Records from a dataset
* * * * * * * * *

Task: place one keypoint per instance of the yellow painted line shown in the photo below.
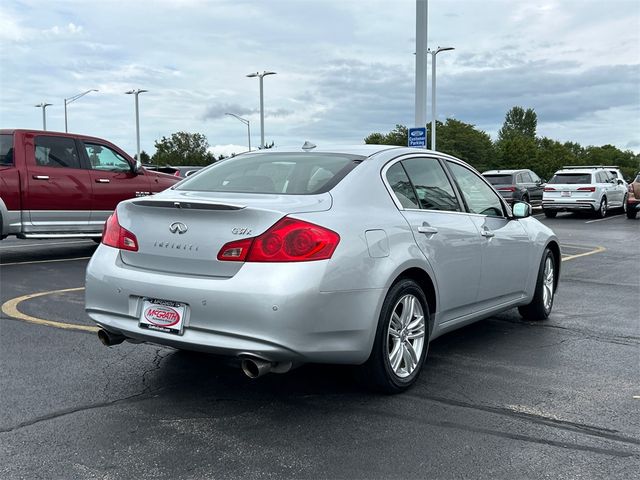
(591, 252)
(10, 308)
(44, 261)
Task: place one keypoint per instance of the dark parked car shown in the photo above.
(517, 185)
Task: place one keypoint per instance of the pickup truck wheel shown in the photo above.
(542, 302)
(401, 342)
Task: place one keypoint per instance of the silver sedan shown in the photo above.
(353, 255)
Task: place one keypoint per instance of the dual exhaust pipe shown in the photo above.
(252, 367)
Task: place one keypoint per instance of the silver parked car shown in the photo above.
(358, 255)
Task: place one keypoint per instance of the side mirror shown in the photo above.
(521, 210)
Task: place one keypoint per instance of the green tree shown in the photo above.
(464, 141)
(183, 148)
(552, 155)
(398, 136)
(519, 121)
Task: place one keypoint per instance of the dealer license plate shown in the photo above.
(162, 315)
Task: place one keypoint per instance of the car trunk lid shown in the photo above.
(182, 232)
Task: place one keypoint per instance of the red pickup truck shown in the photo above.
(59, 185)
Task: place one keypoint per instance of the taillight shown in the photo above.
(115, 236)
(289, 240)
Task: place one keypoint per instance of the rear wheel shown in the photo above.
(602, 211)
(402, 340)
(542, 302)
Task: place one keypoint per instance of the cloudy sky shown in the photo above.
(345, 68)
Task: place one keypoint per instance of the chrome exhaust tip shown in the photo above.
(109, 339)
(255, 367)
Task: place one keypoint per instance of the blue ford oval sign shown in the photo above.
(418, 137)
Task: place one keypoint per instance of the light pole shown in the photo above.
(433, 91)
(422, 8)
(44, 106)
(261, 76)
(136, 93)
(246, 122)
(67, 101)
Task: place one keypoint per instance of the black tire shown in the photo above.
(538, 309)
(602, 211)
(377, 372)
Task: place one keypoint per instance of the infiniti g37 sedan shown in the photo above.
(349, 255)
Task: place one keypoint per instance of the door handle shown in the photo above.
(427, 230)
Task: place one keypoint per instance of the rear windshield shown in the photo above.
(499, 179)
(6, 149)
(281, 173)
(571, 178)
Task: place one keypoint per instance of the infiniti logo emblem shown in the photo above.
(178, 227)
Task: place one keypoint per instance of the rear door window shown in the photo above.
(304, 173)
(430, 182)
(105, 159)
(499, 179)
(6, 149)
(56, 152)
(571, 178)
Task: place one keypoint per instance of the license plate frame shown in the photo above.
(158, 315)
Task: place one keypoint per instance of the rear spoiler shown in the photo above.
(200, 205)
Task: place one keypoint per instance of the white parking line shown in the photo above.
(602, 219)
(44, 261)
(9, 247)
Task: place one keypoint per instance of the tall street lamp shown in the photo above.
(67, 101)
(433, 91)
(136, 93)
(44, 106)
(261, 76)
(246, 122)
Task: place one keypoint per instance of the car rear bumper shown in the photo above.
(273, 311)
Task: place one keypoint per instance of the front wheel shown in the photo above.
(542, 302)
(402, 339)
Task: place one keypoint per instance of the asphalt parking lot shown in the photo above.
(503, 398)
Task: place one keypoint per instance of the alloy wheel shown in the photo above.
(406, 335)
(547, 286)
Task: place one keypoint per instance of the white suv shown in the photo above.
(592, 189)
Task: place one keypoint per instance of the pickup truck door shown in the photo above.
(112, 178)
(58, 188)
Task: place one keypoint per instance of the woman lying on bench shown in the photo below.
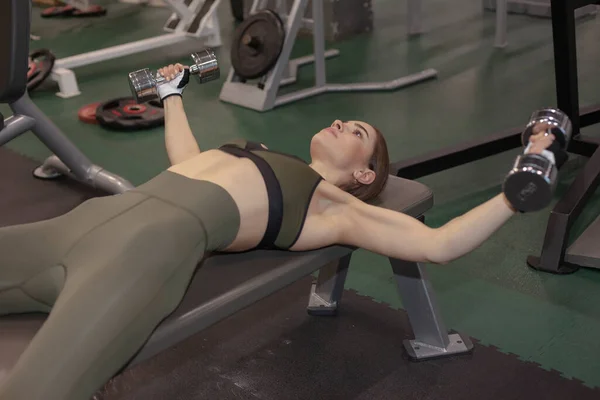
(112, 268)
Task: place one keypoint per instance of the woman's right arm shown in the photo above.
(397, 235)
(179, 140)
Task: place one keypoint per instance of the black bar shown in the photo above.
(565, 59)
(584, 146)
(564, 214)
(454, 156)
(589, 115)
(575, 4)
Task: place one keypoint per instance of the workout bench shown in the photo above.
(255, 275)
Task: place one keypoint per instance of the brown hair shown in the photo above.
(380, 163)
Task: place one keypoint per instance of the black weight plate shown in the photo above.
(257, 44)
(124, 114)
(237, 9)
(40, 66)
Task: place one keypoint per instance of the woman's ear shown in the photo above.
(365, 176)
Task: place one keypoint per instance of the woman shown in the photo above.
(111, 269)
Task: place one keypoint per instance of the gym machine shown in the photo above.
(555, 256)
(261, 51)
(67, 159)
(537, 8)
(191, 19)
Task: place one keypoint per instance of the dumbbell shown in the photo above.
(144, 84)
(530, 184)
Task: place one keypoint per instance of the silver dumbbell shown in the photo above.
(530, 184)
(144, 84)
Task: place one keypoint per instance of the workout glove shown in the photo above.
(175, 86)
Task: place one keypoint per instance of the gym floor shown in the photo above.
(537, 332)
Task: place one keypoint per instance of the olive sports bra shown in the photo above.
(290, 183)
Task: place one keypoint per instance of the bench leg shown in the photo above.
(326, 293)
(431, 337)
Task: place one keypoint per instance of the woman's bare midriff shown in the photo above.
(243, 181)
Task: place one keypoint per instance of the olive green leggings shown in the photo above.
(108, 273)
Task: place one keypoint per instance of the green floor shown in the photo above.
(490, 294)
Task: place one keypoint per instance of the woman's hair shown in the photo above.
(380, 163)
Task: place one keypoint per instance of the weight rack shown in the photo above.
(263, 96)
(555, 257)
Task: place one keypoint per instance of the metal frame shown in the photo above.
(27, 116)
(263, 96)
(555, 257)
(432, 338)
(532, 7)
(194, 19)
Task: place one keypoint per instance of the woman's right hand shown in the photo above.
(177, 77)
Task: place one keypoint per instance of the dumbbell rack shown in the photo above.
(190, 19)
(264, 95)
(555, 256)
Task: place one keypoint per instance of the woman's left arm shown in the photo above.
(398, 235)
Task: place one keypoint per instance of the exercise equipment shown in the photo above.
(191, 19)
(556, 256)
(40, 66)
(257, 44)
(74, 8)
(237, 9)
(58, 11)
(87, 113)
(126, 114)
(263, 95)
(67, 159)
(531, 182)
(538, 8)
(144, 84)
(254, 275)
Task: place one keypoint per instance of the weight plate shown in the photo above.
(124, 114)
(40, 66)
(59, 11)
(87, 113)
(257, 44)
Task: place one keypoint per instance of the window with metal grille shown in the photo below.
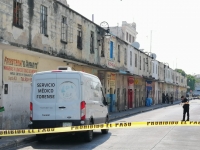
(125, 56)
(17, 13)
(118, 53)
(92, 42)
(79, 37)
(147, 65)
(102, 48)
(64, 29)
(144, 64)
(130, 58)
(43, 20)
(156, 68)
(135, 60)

* * * * * * * * *

▸ WHAT IS ASKED
Restate the records word for word, omitting images.

▸ FULL SOLUTION
Task: place one keypoint per instance of the yellow painted line shown in the photo below.
(591, 252)
(10, 308)
(44, 261)
Task: place one keypoint per instance of the dark parked car shown in the photo above.
(517, 185)
Task: place one keypoint per instance of the pickup truck wheel shown in the photo above.
(542, 302)
(401, 342)
Task: place one keypoint per instance of the silver sedan shown in the photo above.
(353, 255)
Task: place one keypoint per instance of the dual exhaust pipe shown in the photo above.
(252, 367)
Task: place one keypoint per instance of the silver parked car shown in the photo above.
(358, 255)
Task: place one keypoint per instance of the side mirror shown in the photo above.
(521, 210)
Task: place one keypoint per instance of the green tree shown in the photo above.
(464, 141)
(183, 148)
(552, 155)
(398, 136)
(519, 121)
Task: place one keypoint per instance of the dealer license plate shown in the photo above.
(162, 315)
Task: place one keypoint per instance of the car trunk lid shown in the photo above.
(182, 232)
Task: place one keypoint per instance of the red pickup truck shown in the photo above.
(59, 185)
Task: place one keypoint per instance of the taillight shown in the photo above.
(115, 236)
(289, 240)
Task: place one keypoint per instance of the rear wheel shown in the photo above.
(602, 211)
(402, 340)
(542, 302)
Task: place one keypoint per instance of the cloudy sky shown in the photo above.
(345, 68)
Task: place one keypoint per instance of the chrome exhaust tip shown in the photo above.
(109, 339)
(255, 367)
Task: place one keypoint per instance of the blue ford oval sign shown in the photo above.
(418, 137)
Task: place one keypoint per instance of the light pole shown in the photo above.
(433, 91)
(422, 8)
(44, 106)
(261, 76)
(136, 93)
(246, 122)
(67, 101)
Task: place one keypoint per instance of the black tire shown in the photo above.
(538, 309)
(602, 211)
(377, 372)
Task: place one keypoint per instance of the infiniti g37 sedan shown in the photo above.
(349, 255)
Task: place one keypoint per instance of the door handle shown in the photo above.
(427, 230)
Task: place one keypoint per instance of the rear windshield shown in the photo above.
(499, 179)
(6, 149)
(281, 173)
(571, 178)
Task: place one keypoint per instance of the infiniti logo emblem shown in the photo above.
(178, 227)
Task: place one keypoint per instance of the rear door window shown in the photo above.
(304, 173)
(430, 182)
(105, 159)
(499, 179)
(6, 149)
(56, 152)
(571, 178)
Task: place one keypoint per instance of the license plate frame shown in the photo above.
(158, 315)
Task: place one keypoint per instance of the rear spoiler shown in the photo above.
(200, 205)
Task: place one keypoint per instance of the white parking line shown in the photo above.
(602, 219)
(44, 261)
(9, 247)
Task: place one keypoint per instance of the tall street lamp shown in the photo above.
(67, 101)
(433, 91)
(136, 93)
(44, 106)
(261, 76)
(246, 122)
Task: place one keypoint per instance of the car rear bumper shown in the photo above.
(273, 311)
Task: place one keypoint per instance of the front wheel shown in the photo above.
(542, 302)
(402, 339)
Task: place one keypoint per instance of the asphalt parking lot shown in the photo above.
(503, 398)
Task: place one keypoint per instance of the alloy wheel shown in the photo above.
(406, 335)
(547, 286)
Task: place one keypoint per instance of the white suv shown in the photo above.
(592, 189)
Task: place one keypoint per instance of the pickup truck door shown in the photo above.
(112, 178)
(58, 188)
Task: place one keypoint per instance of the woman lying on bench shown in the photo below.
(112, 268)
Task: place one keypoint per instance of the woman's right arm shown in the photo above.
(397, 235)
(179, 140)
Task: place one keypoint per instance of the black bar shown in the photo above.
(565, 59)
(584, 146)
(564, 214)
(454, 156)
(589, 115)
(575, 4)
Task: place one keypoint per instance of the workout bench shown in the photo above.
(255, 275)
Task: place one keypoint per instance of the brown hair shown in the photo above.
(380, 163)
Task: place one keypoint per instance of the black weight plate shown in the photo above.
(257, 44)
(124, 114)
(237, 9)
(40, 66)
Task: place one keypoint per instance of the woman's ear shown in the photo above.
(365, 176)
Task: place one keypoint per instance of the woman shown in the photo above.
(111, 269)
Task: place one keypoint per instance of the gym machine shown in the photo above.
(555, 256)
(261, 51)
(67, 159)
(537, 8)
(191, 19)
Task: place one keypoint per instance of the dumbbell shown in the photo above.
(144, 84)
(530, 184)
Task: place one keypoint per instance of the silver dumbbell shown in the photo above.
(530, 184)
(144, 84)
Task: place one keypoint per instance of the workout glove shown in the photo above.
(175, 86)
Task: place one keypoint per instance of the gym floor shown in the photo above.
(537, 332)
Task: place one keypoint per instance of the olive sports bra shown in the photo above.
(290, 183)
Task: place one keypoint per instance of the bench leg shown in the photo above.
(326, 293)
(431, 337)
Task: place one keypoint per instance of the woman's bare midriff shown in the photo above.
(243, 181)
Task: place one keypoint per instance of the olive green leggings shown in the photo above.
(108, 273)
Task: place one keypoint per instance of the green floor shown in the photo above.
(490, 294)
Task: place one keypoint per instance of the woman's hair shown in the photo above.
(380, 163)
Task: place one keypoint per instance of the weight rack shown in the photo above.
(263, 96)
(555, 257)
Task: place one keypoint per instance of the metal frame shown in the photo above.
(27, 116)
(263, 96)
(555, 257)
(432, 338)
(532, 7)
(194, 19)
Task: place one keypoint per instance of the woman's right hand shown in the photo above.
(177, 77)
Task: place one keypoint per instance of the dumbbell rack shown in the photo above.
(190, 19)
(264, 95)
(555, 256)
Task: place one keypoint per instance of the woman's left arm shown in the photo above.
(398, 235)
Task: place one keypoint per instance of the exercise equipment shown in the photo above.
(191, 19)
(556, 256)
(40, 66)
(257, 44)
(74, 8)
(237, 9)
(58, 11)
(87, 113)
(126, 114)
(263, 95)
(67, 159)
(531, 182)
(538, 8)
(144, 84)
(254, 275)
Task: place one keypoint per instance of the weight plate shown in the photo above.
(124, 114)
(40, 66)
(59, 11)
(87, 113)
(257, 44)
Task: place one keypoint per instance of the window with metal grille shown in the photo below.
(125, 56)
(17, 13)
(118, 53)
(92, 42)
(79, 37)
(147, 65)
(102, 48)
(64, 29)
(144, 64)
(130, 58)
(43, 20)
(156, 68)
(135, 60)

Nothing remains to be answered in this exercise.